### Goal of the exercise
Filter the records below, keeping only lines with the string "building".

### Extracted information
---+---

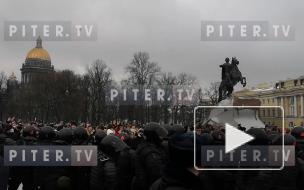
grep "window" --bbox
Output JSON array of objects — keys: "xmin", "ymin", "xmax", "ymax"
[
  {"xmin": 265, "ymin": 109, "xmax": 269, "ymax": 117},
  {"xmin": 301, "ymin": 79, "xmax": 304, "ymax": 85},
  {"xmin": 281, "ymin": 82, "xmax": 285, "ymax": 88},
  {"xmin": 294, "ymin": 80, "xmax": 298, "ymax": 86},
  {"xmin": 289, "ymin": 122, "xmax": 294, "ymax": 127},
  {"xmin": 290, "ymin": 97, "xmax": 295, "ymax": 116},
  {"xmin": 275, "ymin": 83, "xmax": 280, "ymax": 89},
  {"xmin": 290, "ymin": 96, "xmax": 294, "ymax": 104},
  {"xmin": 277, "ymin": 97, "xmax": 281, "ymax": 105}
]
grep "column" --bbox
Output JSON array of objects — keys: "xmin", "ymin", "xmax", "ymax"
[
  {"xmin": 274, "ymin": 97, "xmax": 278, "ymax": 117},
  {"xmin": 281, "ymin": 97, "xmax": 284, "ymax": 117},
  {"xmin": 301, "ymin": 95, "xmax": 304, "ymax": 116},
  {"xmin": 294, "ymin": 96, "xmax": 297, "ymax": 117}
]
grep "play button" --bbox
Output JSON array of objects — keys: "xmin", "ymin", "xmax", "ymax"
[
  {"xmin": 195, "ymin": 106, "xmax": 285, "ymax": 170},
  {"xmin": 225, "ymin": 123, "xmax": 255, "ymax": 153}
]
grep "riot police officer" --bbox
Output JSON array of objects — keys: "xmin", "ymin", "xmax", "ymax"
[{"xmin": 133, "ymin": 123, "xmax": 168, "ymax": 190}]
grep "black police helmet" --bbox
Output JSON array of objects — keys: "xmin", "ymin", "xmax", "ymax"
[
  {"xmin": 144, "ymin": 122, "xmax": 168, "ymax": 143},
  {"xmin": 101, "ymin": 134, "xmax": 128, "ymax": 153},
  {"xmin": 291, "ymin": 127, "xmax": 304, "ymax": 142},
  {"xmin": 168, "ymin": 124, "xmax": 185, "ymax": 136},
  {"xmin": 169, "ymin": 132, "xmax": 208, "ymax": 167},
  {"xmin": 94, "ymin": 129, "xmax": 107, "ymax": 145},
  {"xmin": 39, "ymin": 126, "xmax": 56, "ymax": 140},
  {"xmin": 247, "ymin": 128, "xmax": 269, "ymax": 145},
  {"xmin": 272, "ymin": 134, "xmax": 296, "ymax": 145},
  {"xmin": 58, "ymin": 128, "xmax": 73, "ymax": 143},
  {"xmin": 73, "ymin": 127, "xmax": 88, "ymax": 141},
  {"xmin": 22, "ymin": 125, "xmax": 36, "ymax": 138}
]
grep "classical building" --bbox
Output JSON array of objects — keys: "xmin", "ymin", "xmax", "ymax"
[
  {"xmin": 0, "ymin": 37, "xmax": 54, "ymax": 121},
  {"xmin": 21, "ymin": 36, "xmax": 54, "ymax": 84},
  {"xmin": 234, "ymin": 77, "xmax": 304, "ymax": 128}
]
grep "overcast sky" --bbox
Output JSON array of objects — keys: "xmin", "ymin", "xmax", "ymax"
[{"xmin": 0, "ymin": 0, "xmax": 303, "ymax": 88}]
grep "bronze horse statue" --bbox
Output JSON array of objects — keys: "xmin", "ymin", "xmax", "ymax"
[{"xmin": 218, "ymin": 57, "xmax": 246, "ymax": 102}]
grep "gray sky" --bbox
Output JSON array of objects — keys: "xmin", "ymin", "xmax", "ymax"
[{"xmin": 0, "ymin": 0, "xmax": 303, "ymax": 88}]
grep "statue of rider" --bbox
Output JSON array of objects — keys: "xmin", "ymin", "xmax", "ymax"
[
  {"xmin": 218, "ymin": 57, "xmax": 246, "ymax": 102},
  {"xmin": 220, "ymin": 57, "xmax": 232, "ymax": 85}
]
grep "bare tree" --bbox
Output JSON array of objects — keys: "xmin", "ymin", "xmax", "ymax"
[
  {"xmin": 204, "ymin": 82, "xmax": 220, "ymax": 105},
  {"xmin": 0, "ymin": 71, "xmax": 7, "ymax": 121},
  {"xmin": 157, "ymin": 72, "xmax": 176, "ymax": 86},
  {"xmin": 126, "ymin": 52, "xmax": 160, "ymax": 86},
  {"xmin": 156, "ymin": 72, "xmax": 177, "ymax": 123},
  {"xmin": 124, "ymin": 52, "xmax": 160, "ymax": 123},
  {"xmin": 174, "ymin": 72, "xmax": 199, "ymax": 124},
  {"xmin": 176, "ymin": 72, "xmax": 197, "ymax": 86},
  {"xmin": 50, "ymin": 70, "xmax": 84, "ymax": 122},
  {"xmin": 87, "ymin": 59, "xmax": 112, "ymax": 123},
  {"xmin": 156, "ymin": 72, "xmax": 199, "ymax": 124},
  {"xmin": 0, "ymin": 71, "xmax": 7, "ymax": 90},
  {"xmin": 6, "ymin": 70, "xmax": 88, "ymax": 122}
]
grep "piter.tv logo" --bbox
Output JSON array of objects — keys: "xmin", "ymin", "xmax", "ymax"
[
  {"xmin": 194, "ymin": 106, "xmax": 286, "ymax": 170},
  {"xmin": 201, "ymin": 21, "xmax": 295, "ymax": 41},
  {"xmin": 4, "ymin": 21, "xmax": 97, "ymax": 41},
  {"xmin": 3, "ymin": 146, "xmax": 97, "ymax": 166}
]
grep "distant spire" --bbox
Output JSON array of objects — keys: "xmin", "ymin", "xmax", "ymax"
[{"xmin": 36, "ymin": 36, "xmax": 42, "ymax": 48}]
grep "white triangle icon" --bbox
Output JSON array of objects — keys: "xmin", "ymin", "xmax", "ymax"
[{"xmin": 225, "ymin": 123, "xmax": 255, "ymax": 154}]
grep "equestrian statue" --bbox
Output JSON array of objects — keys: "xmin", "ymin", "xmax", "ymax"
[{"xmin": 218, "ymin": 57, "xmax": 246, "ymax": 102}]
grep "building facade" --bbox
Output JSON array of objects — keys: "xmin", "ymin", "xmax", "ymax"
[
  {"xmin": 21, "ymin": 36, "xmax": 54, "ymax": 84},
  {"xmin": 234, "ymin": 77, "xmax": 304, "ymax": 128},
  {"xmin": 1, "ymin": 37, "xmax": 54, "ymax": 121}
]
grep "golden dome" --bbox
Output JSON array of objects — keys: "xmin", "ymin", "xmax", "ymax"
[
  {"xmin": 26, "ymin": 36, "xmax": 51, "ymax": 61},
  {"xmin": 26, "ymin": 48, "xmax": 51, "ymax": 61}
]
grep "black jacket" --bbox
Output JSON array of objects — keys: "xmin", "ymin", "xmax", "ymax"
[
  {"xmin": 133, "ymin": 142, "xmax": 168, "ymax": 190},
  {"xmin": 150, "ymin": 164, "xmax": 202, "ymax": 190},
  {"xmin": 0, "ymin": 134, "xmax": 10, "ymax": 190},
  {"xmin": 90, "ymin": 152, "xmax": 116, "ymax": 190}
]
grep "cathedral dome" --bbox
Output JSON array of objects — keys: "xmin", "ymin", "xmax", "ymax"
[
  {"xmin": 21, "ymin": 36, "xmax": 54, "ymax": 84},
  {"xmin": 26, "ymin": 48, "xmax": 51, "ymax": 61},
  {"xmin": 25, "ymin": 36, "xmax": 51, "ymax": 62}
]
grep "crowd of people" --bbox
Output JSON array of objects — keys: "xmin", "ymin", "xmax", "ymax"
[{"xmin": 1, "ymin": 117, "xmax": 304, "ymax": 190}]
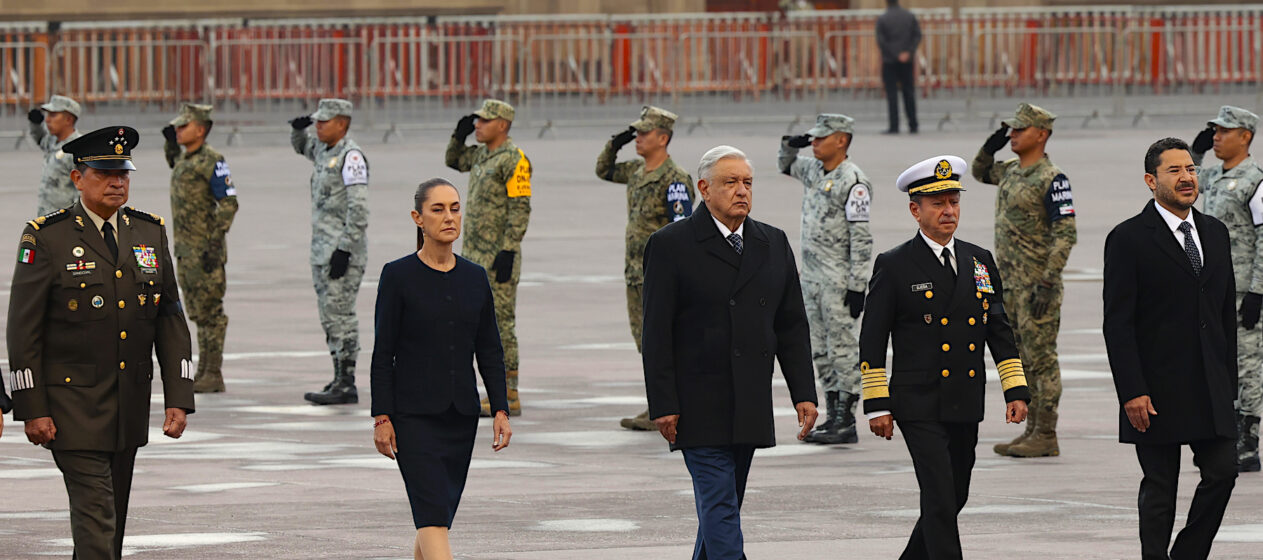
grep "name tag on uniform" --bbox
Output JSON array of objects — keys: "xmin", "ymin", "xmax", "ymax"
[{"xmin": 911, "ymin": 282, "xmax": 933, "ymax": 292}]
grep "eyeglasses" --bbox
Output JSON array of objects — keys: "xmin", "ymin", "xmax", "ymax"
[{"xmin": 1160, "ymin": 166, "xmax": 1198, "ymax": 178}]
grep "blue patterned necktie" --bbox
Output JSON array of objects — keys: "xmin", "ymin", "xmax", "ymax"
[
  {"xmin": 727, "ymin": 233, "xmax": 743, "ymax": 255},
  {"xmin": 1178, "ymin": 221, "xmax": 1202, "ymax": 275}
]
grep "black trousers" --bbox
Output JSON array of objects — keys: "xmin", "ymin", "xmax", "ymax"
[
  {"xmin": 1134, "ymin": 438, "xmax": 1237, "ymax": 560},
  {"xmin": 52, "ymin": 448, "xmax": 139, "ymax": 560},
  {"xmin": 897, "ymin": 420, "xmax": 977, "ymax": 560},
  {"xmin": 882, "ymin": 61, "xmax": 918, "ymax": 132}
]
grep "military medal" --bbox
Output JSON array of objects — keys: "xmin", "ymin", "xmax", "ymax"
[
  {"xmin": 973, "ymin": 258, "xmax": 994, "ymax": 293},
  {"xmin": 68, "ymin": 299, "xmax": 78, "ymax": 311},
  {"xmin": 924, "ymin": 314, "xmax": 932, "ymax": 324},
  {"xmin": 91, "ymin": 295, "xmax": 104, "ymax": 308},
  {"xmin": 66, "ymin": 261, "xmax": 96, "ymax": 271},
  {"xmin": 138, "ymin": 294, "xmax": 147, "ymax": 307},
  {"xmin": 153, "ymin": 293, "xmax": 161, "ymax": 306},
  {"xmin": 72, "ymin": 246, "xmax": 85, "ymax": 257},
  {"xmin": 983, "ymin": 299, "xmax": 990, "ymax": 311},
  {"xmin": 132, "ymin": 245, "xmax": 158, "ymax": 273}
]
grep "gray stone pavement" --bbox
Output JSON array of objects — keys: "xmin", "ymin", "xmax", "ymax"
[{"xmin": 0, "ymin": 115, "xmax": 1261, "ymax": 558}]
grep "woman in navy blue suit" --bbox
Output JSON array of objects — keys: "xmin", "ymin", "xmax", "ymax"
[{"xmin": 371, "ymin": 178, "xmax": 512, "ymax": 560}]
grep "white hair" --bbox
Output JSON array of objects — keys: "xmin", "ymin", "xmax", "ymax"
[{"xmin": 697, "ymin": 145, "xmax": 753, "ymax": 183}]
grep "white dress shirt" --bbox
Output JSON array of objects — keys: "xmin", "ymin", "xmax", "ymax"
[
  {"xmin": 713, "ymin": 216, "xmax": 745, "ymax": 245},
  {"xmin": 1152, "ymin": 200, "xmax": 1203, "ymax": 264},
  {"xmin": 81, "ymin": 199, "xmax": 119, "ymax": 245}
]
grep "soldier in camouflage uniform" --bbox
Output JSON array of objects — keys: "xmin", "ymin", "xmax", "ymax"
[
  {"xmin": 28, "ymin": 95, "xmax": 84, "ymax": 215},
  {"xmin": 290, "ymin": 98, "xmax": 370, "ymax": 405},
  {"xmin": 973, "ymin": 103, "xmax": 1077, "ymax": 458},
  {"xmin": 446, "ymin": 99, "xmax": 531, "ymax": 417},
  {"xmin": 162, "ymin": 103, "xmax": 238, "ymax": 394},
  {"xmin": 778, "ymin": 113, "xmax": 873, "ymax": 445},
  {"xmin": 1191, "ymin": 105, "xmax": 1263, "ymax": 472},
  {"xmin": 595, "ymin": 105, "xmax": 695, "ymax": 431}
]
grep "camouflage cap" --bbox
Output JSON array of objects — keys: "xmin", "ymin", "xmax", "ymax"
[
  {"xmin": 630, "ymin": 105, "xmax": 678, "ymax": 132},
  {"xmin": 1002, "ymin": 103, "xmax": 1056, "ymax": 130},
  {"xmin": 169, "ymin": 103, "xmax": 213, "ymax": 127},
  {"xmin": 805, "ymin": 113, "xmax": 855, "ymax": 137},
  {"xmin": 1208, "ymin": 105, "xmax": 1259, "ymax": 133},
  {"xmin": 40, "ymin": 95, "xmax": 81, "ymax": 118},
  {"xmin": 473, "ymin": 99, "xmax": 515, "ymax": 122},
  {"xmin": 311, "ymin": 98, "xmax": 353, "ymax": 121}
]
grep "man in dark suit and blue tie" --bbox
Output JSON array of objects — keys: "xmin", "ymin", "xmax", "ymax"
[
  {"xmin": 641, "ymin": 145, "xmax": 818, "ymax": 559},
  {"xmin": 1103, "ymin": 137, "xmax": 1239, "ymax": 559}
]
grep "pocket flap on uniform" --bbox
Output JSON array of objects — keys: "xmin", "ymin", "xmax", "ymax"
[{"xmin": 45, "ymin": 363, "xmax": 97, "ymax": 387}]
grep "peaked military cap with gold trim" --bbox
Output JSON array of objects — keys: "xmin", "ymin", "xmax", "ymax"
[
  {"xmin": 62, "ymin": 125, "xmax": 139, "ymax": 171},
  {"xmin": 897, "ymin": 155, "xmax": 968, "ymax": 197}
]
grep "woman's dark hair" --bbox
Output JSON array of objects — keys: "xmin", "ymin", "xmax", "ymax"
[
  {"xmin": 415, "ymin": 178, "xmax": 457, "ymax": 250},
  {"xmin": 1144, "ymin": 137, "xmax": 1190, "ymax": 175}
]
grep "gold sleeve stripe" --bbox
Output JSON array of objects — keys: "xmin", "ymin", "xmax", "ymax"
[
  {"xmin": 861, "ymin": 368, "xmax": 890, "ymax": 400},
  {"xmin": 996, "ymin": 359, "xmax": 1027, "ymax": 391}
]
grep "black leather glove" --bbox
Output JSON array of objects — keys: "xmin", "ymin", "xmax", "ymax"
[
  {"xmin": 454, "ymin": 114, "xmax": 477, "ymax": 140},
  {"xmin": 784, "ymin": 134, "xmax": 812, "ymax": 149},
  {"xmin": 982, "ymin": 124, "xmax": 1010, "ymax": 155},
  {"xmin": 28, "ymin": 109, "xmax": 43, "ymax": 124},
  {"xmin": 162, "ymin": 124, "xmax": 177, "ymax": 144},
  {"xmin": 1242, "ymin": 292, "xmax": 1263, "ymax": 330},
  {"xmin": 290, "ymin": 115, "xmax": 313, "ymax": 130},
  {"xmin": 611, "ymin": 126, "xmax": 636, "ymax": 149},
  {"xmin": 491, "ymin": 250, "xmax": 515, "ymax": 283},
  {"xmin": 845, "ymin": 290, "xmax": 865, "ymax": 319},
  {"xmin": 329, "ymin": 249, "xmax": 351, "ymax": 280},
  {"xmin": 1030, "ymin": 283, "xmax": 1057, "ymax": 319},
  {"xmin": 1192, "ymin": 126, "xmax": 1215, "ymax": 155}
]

---+---

### Response box
grep "classical building" --bbox
grep "building facade" --bbox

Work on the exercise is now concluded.